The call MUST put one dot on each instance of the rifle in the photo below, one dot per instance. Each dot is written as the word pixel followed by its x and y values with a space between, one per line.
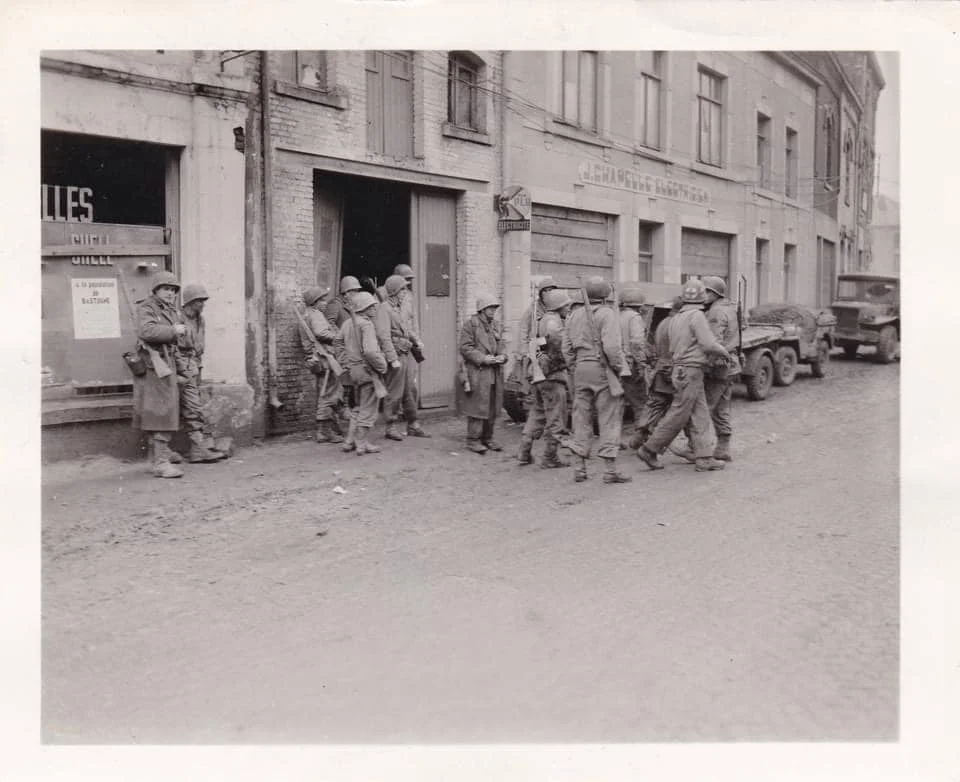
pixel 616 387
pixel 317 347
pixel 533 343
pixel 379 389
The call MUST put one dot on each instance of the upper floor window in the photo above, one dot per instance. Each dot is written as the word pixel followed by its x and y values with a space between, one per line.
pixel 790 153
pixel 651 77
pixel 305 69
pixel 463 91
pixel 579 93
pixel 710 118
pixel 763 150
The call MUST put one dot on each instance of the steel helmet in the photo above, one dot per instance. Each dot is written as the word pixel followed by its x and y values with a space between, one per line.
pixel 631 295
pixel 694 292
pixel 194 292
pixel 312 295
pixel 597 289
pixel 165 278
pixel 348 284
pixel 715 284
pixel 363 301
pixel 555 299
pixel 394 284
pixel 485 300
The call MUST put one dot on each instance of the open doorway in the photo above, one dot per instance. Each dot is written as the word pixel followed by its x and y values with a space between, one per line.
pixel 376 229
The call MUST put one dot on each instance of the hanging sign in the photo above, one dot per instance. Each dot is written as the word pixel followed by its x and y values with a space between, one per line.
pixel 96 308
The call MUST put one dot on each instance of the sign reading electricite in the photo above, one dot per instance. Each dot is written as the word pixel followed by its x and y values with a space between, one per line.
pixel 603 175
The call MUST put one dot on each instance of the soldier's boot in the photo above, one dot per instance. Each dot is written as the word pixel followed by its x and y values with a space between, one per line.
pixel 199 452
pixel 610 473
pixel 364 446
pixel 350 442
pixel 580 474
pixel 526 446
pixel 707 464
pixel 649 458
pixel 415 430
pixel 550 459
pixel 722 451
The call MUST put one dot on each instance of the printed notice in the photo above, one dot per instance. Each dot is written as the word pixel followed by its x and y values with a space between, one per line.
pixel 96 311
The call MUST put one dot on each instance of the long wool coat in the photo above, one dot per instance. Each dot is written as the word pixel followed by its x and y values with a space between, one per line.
....
• [Requirement] Please print all the lines above exactly as given and leave out every picture.

• [Answer section]
The call MUST put one dot on each instance of the rifle in the photo below, one dot per instance. Each dot is written as the word pixel followed by its x and y values with a space between, one per line.
pixel 616 387
pixel 317 347
pixel 533 343
pixel 379 389
The call MUST put one dot on each instance of the upper floor window in the photo above, one dot per instance. Each dot is written as the word pixel followed by its x and y values with a space between, one per line.
pixel 790 153
pixel 651 77
pixel 305 69
pixel 463 91
pixel 579 93
pixel 710 118
pixel 763 150
The call MUST put one dot on each instance of the steel helmet in the photo above, one dot per instance. Each dot is written as the word pixel followed by its x and y values with a space between, one per line.
pixel 631 295
pixel 694 292
pixel 194 292
pixel 312 295
pixel 597 289
pixel 165 278
pixel 348 284
pixel 715 284
pixel 363 301
pixel 555 299
pixel 394 284
pixel 485 300
The call MUST put one dot on each instance of the open doorway in the photo above, one dot per instance. Each dot is written as the word pixel followed by its x and y values with a space between, one per line.
pixel 376 229
The call MUST put one dot on each instance of the hanging sign in the photo above, one dot per instance. Each dot is written as the word pixel followed by its x and y values with a space between, one per line.
pixel 96 308
The call MUST put one dot on each instance of the sign reading electricite in the photo above, one dot per instance. Each dot is written as the word pixel followed by its x and y values with a space between, one per line.
pixel 603 175
The call MUST put one dot on each instance of the soldier's boot in the photo above, one dot per instance. Each dot is written as the word pixel followed by its x and y values with a space between, one per line.
pixel 199 452
pixel 610 473
pixel 364 446
pixel 350 442
pixel 580 474
pixel 526 446
pixel 707 464
pixel 649 458
pixel 415 430
pixel 550 459
pixel 722 451
The call MUST put one dot on each instance of the printed notice in the photo above, one dot per instance. Each dot is written as the word pixel followed by its x and y values with a space between, one per line.
pixel 96 311
The call MUST put one dot on each instance of the long wool coat in the photo above, one dot per instance. Each dot is written as the word pixel followed by its x and y values with a space between, one per line.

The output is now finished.